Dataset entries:

* * * * * * *

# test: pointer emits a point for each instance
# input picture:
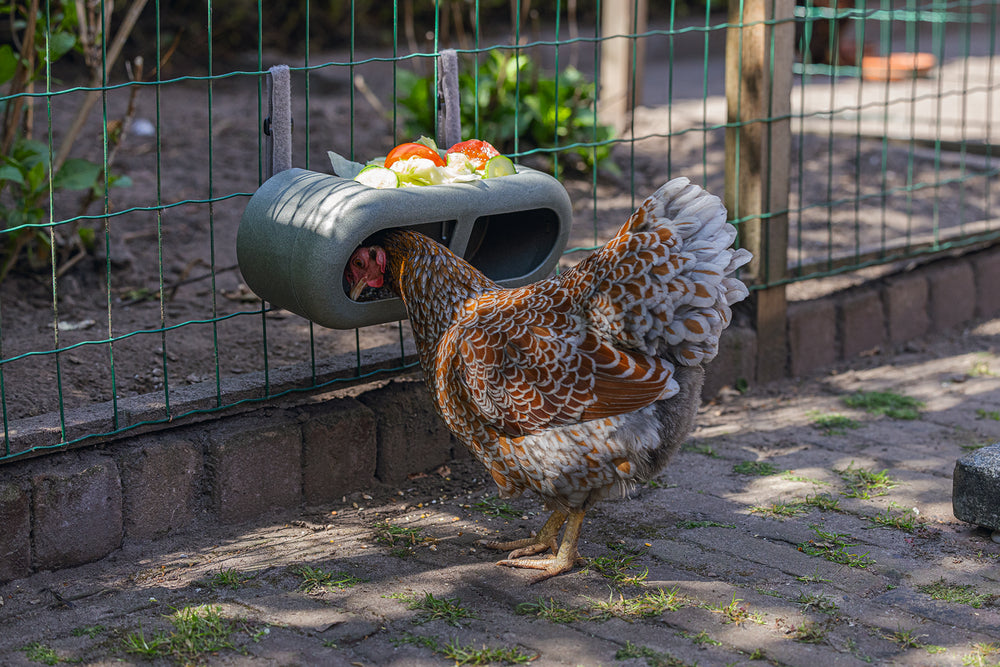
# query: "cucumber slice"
(499, 165)
(375, 176)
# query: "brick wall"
(78, 506)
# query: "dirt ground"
(791, 529)
(174, 229)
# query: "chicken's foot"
(565, 558)
(546, 538)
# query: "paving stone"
(15, 527)
(255, 470)
(952, 294)
(411, 436)
(161, 478)
(906, 304)
(77, 512)
(986, 267)
(976, 490)
(736, 361)
(339, 450)
(812, 336)
(861, 323)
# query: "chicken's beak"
(357, 289)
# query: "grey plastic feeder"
(300, 228)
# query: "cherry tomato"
(404, 151)
(477, 150)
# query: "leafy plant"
(509, 102)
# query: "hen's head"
(366, 268)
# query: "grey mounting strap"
(449, 113)
(278, 124)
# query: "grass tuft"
(896, 406)
(430, 608)
(755, 468)
(736, 613)
(865, 484)
(957, 593)
(468, 655)
(652, 657)
(197, 631)
(315, 580)
(689, 525)
(493, 506)
(780, 509)
(832, 423)
(401, 541)
(39, 652)
(619, 566)
(833, 547)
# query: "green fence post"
(759, 55)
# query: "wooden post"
(758, 153)
(621, 17)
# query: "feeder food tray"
(301, 227)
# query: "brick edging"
(78, 506)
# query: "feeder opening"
(505, 246)
(441, 231)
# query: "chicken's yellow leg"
(565, 558)
(547, 538)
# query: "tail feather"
(671, 295)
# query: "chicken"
(582, 385)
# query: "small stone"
(976, 488)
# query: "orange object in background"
(897, 66)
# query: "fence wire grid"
(131, 145)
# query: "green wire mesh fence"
(132, 140)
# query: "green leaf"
(8, 63)
(86, 237)
(11, 173)
(60, 44)
(76, 174)
(36, 177)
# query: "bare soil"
(172, 232)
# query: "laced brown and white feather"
(586, 382)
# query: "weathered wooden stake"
(759, 54)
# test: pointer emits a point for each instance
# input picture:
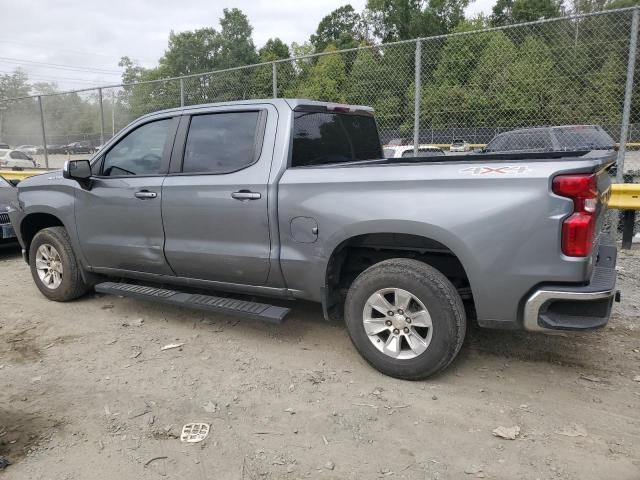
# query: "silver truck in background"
(292, 199)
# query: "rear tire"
(415, 341)
(54, 267)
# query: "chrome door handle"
(145, 194)
(246, 195)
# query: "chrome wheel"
(397, 323)
(49, 266)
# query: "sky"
(78, 43)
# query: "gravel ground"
(88, 393)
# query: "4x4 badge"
(504, 170)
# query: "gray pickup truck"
(293, 199)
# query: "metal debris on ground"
(508, 433)
(194, 432)
(210, 407)
(574, 430)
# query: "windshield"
(326, 137)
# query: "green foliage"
(341, 28)
(274, 49)
(325, 80)
(405, 19)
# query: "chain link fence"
(470, 86)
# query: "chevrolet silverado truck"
(293, 199)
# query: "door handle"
(145, 194)
(246, 195)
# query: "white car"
(460, 146)
(16, 158)
(399, 151)
(28, 149)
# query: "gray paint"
(504, 227)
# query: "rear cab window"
(327, 137)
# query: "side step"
(230, 306)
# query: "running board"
(230, 306)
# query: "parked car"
(80, 147)
(16, 159)
(459, 145)
(7, 195)
(292, 199)
(56, 149)
(552, 139)
(407, 151)
(30, 150)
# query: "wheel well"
(35, 222)
(356, 254)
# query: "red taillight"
(578, 229)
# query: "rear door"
(119, 219)
(215, 198)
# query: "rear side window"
(583, 138)
(221, 142)
(18, 155)
(519, 141)
(320, 138)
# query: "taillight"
(579, 228)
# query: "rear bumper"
(585, 307)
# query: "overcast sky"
(81, 41)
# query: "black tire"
(72, 285)
(436, 293)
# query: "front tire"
(54, 266)
(405, 318)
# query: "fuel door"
(304, 229)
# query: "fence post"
(274, 76)
(101, 117)
(44, 135)
(628, 92)
(416, 100)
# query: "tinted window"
(221, 142)
(519, 141)
(582, 138)
(17, 155)
(140, 152)
(320, 138)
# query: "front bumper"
(584, 307)
(7, 231)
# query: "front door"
(119, 218)
(215, 204)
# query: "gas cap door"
(304, 229)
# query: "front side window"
(320, 138)
(140, 152)
(221, 142)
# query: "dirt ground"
(87, 393)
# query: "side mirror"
(79, 170)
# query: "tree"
(531, 10)
(342, 28)
(326, 79)
(502, 13)
(406, 19)
(190, 52)
(274, 49)
(236, 44)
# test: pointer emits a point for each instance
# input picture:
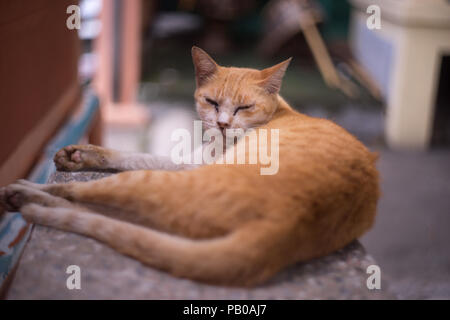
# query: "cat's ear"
(272, 77)
(204, 65)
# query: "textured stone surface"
(106, 274)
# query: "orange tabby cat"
(223, 224)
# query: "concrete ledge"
(106, 274)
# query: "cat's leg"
(90, 157)
(245, 257)
(178, 202)
(23, 192)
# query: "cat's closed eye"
(213, 103)
(242, 108)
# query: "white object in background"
(404, 57)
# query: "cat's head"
(228, 97)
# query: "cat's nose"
(223, 121)
(223, 125)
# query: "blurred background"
(389, 86)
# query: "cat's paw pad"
(11, 199)
(75, 158)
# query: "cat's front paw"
(22, 192)
(79, 157)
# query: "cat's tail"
(239, 258)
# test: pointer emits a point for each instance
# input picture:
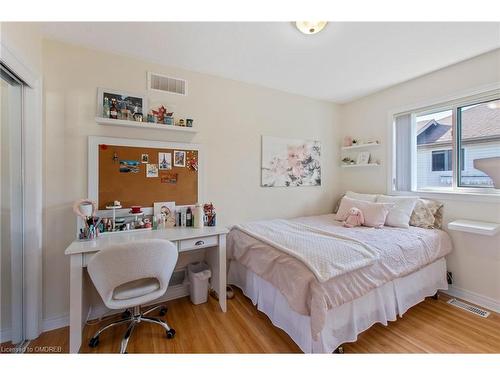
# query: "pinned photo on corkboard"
(169, 178)
(165, 160)
(127, 166)
(179, 159)
(151, 170)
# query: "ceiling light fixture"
(310, 27)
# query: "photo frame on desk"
(96, 143)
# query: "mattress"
(400, 252)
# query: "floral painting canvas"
(290, 162)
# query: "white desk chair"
(130, 275)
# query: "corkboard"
(133, 189)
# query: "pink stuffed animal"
(355, 218)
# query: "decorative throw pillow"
(374, 213)
(400, 213)
(427, 214)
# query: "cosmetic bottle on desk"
(198, 216)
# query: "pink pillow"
(374, 213)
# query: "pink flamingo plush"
(355, 218)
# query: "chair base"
(133, 319)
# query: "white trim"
(457, 98)
(93, 159)
(55, 323)
(476, 227)
(5, 335)
(475, 298)
(145, 125)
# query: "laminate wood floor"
(432, 326)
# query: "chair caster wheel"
(171, 333)
(94, 341)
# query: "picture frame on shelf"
(132, 102)
(363, 158)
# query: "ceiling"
(343, 62)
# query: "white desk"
(186, 239)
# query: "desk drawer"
(198, 243)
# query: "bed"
(322, 300)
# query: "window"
(441, 160)
(425, 155)
(479, 128)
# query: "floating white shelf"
(357, 147)
(476, 227)
(144, 125)
(370, 165)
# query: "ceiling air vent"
(163, 83)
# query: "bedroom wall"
(475, 262)
(231, 117)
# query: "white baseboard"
(98, 311)
(5, 335)
(477, 299)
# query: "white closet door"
(11, 217)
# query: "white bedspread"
(325, 253)
(400, 251)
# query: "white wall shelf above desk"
(144, 125)
(370, 165)
(361, 146)
(476, 227)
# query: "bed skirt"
(345, 322)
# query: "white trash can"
(198, 274)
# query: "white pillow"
(399, 215)
(361, 197)
(374, 213)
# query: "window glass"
(434, 149)
(479, 129)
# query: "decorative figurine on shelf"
(105, 108)
(160, 114)
(347, 141)
(151, 117)
(123, 111)
(113, 111)
(210, 215)
(191, 161)
(348, 161)
(137, 115)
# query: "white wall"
(231, 117)
(24, 40)
(475, 262)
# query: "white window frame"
(479, 94)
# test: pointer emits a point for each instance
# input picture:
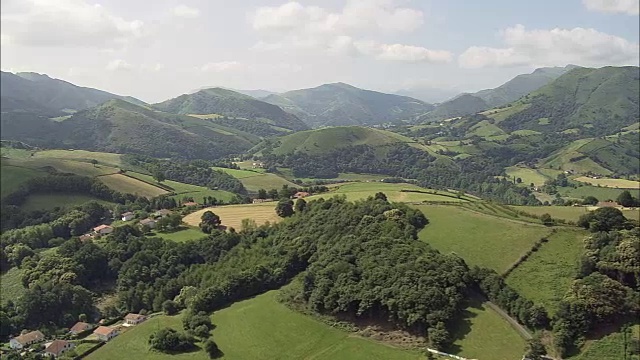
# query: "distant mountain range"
(343, 104)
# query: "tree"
(625, 199)
(301, 204)
(284, 208)
(170, 307)
(535, 349)
(212, 349)
(159, 176)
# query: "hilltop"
(342, 104)
(41, 94)
(223, 102)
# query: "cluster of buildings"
(58, 347)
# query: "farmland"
(482, 334)
(547, 274)
(232, 215)
(480, 239)
(257, 328)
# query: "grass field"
(182, 235)
(479, 239)
(12, 177)
(232, 215)
(610, 347)
(482, 334)
(358, 191)
(11, 285)
(50, 201)
(548, 273)
(612, 183)
(256, 329)
(125, 184)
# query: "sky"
(161, 49)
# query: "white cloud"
(587, 47)
(629, 7)
(222, 66)
(185, 11)
(67, 23)
(356, 15)
(118, 65)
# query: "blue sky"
(443, 47)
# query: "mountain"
(41, 94)
(121, 127)
(512, 90)
(328, 139)
(343, 104)
(521, 85)
(593, 102)
(223, 102)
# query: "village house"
(148, 222)
(58, 347)
(103, 229)
(79, 327)
(134, 319)
(128, 216)
(300, 195)
(162, 213)
(25, 340)
(105, 333)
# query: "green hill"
(326, 140)
(591, 102)
(343, 104)
(41, 94)
(231, 104)
(121, 127)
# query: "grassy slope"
(482, 334)
(479, 239)
(258, 328)
(547, 274)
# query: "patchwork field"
(50, 201)
(548, 273)
(357, 191)
(480, 239)
(612, 183)
(482, 334)
(258, 328)
(232, 215)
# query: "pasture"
(257, 328)
(480, 333)
(50, 201)
(610, 183)
(480, 239)
(232, 215)
(360, 190)
(126, 184)
(548, 273)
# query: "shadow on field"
(462, 323)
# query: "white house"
(105, 333)
(103, 229)
(128, 216)
(25, 340)
(58, 347)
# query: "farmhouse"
(148, 222)
(25, 340)
(103, 229)
(57, 347)
(162, 213)
(105, 333)
(134, 319)
(128, 216)
(79, 327)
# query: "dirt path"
(516, 325)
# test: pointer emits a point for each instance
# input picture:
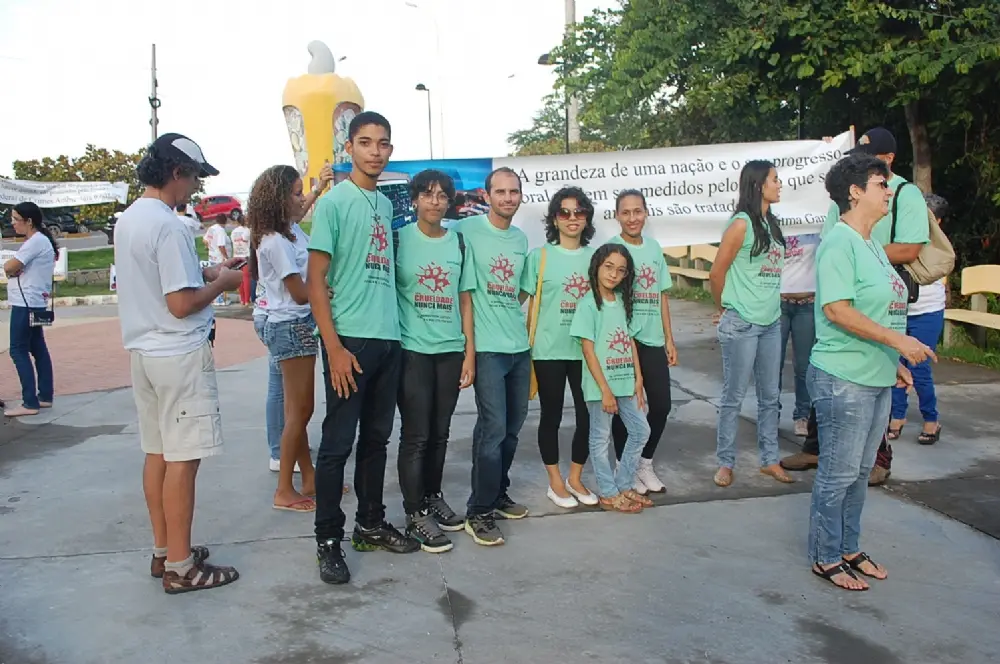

* * * * * * *

- YOUR INSTRUCTIONS
Select every line in the records above that contains the word "pillow", and copy each of those lines in full.

- RESPONSE FOR THIS EXERCISE
# query: "decorative throw pillow"
# query: "pink pillow"
# query: "white pillow"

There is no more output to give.